# Objective:
In the rows below, report every line that contains the string "inflatable", matching case exactly.

* * * * * * * * *

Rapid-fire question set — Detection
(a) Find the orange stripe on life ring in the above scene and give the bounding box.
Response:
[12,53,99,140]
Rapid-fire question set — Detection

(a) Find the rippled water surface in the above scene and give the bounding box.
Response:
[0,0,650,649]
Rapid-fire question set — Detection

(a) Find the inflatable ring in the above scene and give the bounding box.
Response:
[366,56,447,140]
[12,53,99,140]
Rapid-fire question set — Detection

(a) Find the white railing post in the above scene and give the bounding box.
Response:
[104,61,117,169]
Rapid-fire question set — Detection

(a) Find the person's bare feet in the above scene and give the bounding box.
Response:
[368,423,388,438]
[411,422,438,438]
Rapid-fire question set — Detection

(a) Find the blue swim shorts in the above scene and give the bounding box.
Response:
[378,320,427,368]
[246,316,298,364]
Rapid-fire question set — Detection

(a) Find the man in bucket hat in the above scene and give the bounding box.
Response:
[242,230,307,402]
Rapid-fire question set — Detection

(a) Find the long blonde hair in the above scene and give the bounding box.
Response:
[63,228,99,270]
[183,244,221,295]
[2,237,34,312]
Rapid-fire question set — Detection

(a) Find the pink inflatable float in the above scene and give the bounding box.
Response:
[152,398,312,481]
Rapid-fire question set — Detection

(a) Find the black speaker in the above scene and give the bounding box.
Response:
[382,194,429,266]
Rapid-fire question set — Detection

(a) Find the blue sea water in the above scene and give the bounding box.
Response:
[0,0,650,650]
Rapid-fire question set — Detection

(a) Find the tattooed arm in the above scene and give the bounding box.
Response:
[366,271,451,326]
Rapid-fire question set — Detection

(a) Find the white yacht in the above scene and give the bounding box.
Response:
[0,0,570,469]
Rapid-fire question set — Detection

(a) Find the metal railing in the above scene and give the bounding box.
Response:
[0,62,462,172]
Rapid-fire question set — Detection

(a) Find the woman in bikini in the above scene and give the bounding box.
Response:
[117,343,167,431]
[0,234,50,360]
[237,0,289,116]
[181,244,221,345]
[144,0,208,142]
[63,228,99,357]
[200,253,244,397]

* * * * * * * * *

# Problem solution:
(a) Find the inflatable ring in the above scene and give the bounding box.
(a) Find the pink inflatable float in the above scene and give the bounding box.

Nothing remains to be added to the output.